### What the task asks:
Render each line of the listing below as a numbered list, leaving out any blank lines.

Stored data entries:
☆ ☆ ☆ ☆

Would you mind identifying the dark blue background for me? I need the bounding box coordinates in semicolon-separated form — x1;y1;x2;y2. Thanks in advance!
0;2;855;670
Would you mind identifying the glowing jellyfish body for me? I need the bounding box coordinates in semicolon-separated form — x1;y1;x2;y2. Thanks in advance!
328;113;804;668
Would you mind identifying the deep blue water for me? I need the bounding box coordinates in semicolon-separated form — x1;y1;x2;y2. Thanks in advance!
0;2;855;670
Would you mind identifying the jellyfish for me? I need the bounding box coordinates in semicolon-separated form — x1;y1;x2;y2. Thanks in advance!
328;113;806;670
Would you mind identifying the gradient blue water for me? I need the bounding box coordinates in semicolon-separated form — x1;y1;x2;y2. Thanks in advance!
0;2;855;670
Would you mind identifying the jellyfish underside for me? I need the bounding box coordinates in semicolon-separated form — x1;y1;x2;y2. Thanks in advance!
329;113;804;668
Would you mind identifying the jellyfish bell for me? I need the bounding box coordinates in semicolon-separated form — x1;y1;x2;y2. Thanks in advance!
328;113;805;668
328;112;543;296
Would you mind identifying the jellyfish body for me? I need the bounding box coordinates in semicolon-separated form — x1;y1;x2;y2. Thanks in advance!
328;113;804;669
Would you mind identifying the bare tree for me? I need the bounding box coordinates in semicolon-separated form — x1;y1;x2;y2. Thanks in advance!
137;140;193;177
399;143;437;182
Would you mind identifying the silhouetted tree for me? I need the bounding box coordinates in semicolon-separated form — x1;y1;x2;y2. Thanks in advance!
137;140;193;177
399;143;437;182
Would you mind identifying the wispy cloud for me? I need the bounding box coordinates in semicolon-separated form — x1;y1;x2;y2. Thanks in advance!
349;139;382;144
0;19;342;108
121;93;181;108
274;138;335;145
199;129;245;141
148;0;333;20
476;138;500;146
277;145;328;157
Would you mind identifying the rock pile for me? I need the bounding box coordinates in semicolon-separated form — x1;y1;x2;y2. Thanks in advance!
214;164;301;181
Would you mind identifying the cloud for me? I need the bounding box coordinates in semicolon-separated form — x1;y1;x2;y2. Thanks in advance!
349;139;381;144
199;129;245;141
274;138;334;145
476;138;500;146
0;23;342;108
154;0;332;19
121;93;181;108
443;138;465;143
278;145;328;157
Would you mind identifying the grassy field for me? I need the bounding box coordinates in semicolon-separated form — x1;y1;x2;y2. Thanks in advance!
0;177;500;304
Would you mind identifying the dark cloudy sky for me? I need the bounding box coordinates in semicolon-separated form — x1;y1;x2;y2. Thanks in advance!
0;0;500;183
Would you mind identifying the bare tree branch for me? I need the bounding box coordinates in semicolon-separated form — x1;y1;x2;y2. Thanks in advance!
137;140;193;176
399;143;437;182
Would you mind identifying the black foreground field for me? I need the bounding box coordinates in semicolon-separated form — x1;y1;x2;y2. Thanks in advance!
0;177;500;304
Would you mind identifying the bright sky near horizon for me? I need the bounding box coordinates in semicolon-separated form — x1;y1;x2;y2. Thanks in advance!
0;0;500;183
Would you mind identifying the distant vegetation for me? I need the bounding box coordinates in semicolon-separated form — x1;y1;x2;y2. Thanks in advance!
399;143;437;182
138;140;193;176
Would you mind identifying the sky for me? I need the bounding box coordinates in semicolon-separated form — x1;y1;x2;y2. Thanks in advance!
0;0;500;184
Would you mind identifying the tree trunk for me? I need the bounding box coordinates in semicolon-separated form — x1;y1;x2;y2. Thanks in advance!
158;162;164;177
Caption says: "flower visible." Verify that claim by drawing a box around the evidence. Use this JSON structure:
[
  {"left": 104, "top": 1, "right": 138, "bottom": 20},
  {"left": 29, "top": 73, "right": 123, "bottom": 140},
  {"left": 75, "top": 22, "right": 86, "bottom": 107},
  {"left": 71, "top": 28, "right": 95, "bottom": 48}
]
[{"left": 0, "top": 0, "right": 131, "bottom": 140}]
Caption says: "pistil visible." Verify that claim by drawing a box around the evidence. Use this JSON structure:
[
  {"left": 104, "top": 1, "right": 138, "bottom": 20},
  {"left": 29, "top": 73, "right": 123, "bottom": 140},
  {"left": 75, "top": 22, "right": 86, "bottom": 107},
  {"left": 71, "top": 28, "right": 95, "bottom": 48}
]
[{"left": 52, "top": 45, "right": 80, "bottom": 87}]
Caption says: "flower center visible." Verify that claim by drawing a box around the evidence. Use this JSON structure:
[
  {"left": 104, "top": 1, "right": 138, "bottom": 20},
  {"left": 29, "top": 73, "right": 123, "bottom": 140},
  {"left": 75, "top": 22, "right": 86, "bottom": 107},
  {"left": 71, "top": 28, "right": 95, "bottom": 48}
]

☆ ☆ ☆ ☆

### In response:
1. Would you mind identifying the dark blue background for me? I need the bounding box coordinates in semicolon-separated form — x1;y1;x2;y2. Thanks in advance!
2. 0;2;855;670
3. Would you mind identifying the glowing jellyfish body for me? I need the bounding box coordinates in semicolon-separated form — x1;y1;x2;y2. Thanks in advance!
4. 328;113;804;668
5. Would you mind identifying the deep blue water for me? I need the bounding box coordinates in semicolon-separated form — x1;y1;x2;y2. Thanks in advance!
6. 0;2;855;670
7. Would you mind identifying the jellyfish for me? I need the bounding box coordinates in semicolon-separated form — x1;y1;x2;y2. Thanks in advance!
8. 328;113;806;670
9. Would you mind identifying the gradient blue water for me? I need the bounding box coordinates in semicolon-separated form — x1;y1;x2;y2. Thanks in advance!
10. 0;2;855;670
11. Would you mind identifying the jellyfish underside for me? I need the bounding box coordinates in semicolon-separated form — x1;y1;x2;y2. Thanks in advance!
12. 329;113;804;668
13. Would you mind identifying the jellyfish bell for me? I need the bounding box coordinates in semicolon-separated form — x1;y1;x2;y2. Thanks in advance!
14. 328;113;805;668
15. 328;112;543;296
16. Would you mind identifying the jellyfish body for me? I need the bounding box coordinates in semicolon-separated form — x1;y1;x2;y2. Thanks in advance!
17. 328;113;804;669
18. Would you mind identifying the bare tree for me? I need the bounding box coordinates in semicolon-separated form — x1;y1;x2;y2. Thanks in advance!
19. 137;140;193;177
20. 399;143;437;182
21. Would you mind identifying the silhouetted tree for me? I need the bounding box coordinates in semicolon-separated form — x1;y1;x2;y2. Thanks in advance!
22. 137;140;193;177
23. 399;143;437;182
24. Would you mind identifying the wispy cloud for me? I need the bounding box coordinates in semicolon-separated form — x1;y1;x2;y2. Thanks in advance!
25. 349;139;382;144
26. 0;19;342;108
27. 121;93;181;108
28. 274;138;335;145
29. 199;129;245;141
30. 148;0;333;20
31. 476;138;500;146
32. 277;145;328;157
33. Would you mind identifying the rock pile for me? I need the bounding box coordinates in semicolon-separated form — x1;y1;x2;y2. Thanks in advance!
34. 214;164;301;181
35. Would you mind identifying the cloud for me? I need the bounding box coordinates in semicolon-separated form — x1;y1;x2;y2. Thanks in advance!
36. 349;139;381;144
37. 199;129;245;141
38. 274;138;334;145
39. 476;138;500;146
40. 0;23;342;108
41. 154;0;332;19
42. 121;93;181;108
43. 443;138;465;143
44. 278;145;328;157
45. Would you mind identifying the grassy field for me? I need the bounding box coordinates in semicolon-separated form — x1;y1;x2;y2. Thanks in advance!
46. 0;177;500;304
47. Would you mind identifying the dark cloudy sky for me? I need the bounding box coordinates in semicolon-separated form — x1;y1;x2;y2. Thanks in advance!
48. 0;0;500;183
49. Would you mind identifying the bare tree branch for me? I need the bounding box coordinates in semicolon-separated form — x1;y1;x2;y2. Thanks in advance!
50. 137;140;193;176
51. 399;143;437;182
52. Would you mind identifying the black foreground field for me? I need the bounding box coordinates in semicolon-separated form — x1;y1;x2;y2. Thanks in advance!
53. 0;177;500;304
54. Would you mind identifying the bright sky near horizon for me? I need the bounding box coordinates in semicolon-separated form — x1;y1;x2;y2. Thanks in advance!
55. 0;0;500;183
56. Would you mind identifying the distant vegetation for me? I need the bounding box coordinates in semicolon-separated form — x1;y1;x2;y2. Thanks in advance!
57. 399;143;437;182
58. 138;140;193;176
59. Would you mind identifying the sky for me? I need the bounding box coordinates in semicolon-separated form — x1;y1;x2;y2. Thanks in advance!
60. 0;0;500;184
61. Would you mind identifying the tree trunk for me? I need the bounding box coordinates in semicolon-separated form — x1;y1;x2;y2. Thanks in advance!
62. 158;162;164;177
63. Caption says: "flower visible." Verify that claim by drawing a box around the evidence. Use this JSON structure:
64. [
65.   {"left": 104, "top": 1, "right": 138, "bottom": 20},
66.   {"left": 29, "top": 73, "right": 123, "bottom": 140},
67.   {"left": 75, "top": 22, "right": 86, "bottom": 107},
68.   {"left": 71, "top": 28, "right": 95, "bottom": 48}
69. ]
70. [{"left": 0, "top": 0, "right": 131, "bottom": 140}]
71. Caption says: "pistil visible." Verify that claim by drawing a box around the evidence. Use this JSON structure:
72. [
73.   {"left": 104, "top": 1, "right": 138, "bottom": 20},
74.   {"left": 29, "top": 73, "right": 123, "bottom": 140},
75.   {"left": 75, "top": 22, "right": 86, "bottom": 107},
76.   {"left": 71, "top": 28, "right": 95, "bottom": 48}
77. ]
78. [{"left": 52, "top": 45, "right": 80, "bottom": 87}]
79. Caption says: "flower center visible." Verify that claim by drawing a box around the evidence. Use this JSON structure:
80. [
81.   {"left": 104, "top": 1, "right": 138, "bottom": 20},
82.   {"left": 29, "top": 73, "right": 123, "bottom": 140},
83.   {"left": 75, "top": 22, "right": 86, "bottom": 107},
84.   {"left": 71, "top": 28, "right": 95, "bottom": 48}
85. ]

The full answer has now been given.